The records are to be repeated in full. Every line must match.

Records from a data source
────────

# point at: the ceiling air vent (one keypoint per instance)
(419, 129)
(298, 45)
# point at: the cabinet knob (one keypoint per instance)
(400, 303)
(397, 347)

────────

▸ Exercise solution:
# point at: the ceiling air vent (one keypoint per instance)
(419, 129)
(298, 45)
# point at: the cabinet knob (one keypoint per instance)
(400, 303)
(397, 347)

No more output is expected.